EXCERPTED TEXT:
'''

Forward-Looking Statements
The following discussion of our financial condition and results of operations should be read in conjunction with our audited financial statements and the related notes, and other financial information included in our Form 10-K.
Our Management's Discussion and Analysis contains not only statements that are historical facts, but also statements that are forward-looking.  Forward-looking statements are, by their very nature, uncertain and risky.  These risks and uncertainties include international, national, and local general economic and market conditions; our ability to sustain, manage, or forecast growth; our ability to successfully make and integrate acquisitions; new product development and introduction; existing government regulations and changes in, or the failure to comply with, government regulations; adverse publicity; competition; the loss of significant customers or suppliers; fluctuations and difficulty in forecasting operating results; change in business strategy or development plans; business disruptions; the ability to attract and retain qualified personnel; the ability to protect technology; the risk of foreign currency exchange rate; and other risks that might be detailed from time to time in our filings with the Securities and Exchange Commission.

Although the forward-looking statements in this Report reflect the good faith judgment of our management, such statements can only be based on facts and factors currently known by them.  Consequently, and because forward-looking statements are inherently subject to risks and uncertainties, the actual results and outcomes may differ materially from the results and outcomes discussed in the forward-looking statements.  You are urged to carefully review and consider the various disclosures made by us in this report and in our other reports as we attempt to advise interested parties of the risks and factors that may affect our business, financial condition, and results of operations and prospects.

'''

Natural-language region descriptions

'''

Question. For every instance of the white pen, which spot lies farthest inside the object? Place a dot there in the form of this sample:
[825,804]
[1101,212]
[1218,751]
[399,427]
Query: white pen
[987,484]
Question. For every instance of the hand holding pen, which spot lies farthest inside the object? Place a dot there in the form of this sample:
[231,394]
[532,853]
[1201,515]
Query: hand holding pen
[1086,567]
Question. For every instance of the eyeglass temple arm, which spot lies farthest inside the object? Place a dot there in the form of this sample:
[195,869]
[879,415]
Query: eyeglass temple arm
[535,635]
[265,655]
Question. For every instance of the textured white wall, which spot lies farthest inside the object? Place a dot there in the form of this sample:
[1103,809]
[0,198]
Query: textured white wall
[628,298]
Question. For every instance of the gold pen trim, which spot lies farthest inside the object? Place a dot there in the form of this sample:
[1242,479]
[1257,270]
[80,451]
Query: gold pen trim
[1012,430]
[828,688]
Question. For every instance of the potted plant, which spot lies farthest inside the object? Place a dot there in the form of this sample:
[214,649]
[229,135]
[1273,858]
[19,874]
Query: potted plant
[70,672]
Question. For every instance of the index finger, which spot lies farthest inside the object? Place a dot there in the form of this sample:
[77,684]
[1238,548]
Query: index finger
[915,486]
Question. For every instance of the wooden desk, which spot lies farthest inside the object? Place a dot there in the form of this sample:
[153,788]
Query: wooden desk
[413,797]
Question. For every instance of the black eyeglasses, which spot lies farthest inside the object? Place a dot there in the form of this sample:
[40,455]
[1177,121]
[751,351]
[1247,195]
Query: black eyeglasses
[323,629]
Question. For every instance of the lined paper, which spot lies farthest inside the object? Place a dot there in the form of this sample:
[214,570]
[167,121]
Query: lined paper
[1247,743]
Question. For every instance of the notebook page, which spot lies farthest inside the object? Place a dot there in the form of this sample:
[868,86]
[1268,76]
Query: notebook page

'''

WORK TASK A: In the forward-looking statements passage, what can management's forward-looking statements only be based on?
WORK TASK B: Copy the forward-looking statements passage word for word, from "Although the forward-looking" to "operations and prospects.".
WORK TASK C: Continue the forward-looking statements passage from its final sentence.

EXERCISE OUTPUT A: They can only be based on facts and factors currently known by management.

EXERCISE OUTPUT B:
Although the forward-looking statements in this Report reflect the good faith judgment of our management, such statements can only be based on facts and factors currently known by them.  Consequently, and because forward-looking statements are inherently subject to risks and uncertainties, the actual results and outcomes may differ materially from the results and outcomes discussed in the forward-looking statements.  You are urged to carefully review and consider the various disclosures made by us in this report and in our other reports as we attempt to advise interested parties of the risks and factors that may affect our business, financial condition, and results of operations and prospects.

EXERCISE OUTPUT C:
Overview
Indoor Harvest Corp, through its brand name Indoor Harvest™, seeks to become an equipment design, developer, marketer and direct-seller of commercial grade aeroponic fixtures and supporting systems for use in urban Controlled Environment Agriculture ("CEA") and Building Integrated Agriculture ("BIA"). Indoor Harvest Corp was incorporated in the state of Texas on November 23, 2011. We are a development-stage company and have generated only minimal revenues from business operations. Our independent registered public accounting firm has issued a going concern opinion. This means there is substantial doubt that we can continue as an on-going business unless we obtain additional capital to pay our ongoing operational costs. Accordingly, we must locate sources of capital to pay our operational costs.

Aeroponics is the process of growing plants in an air or mist environment without the use of soil or an aggregate medium (known as geoponics). Aeroponic culture differs from both conventional hydroponics and in-vitro (plant tissue culture) growing. Unlike hydroponics, which uses water as a growing medium and essential minerals to sustain plant growth, aeroponics is conducted without a growing medium. Because water is used in aeroponics to transmit nutrients, it is sometimes considered a type of hydroponics.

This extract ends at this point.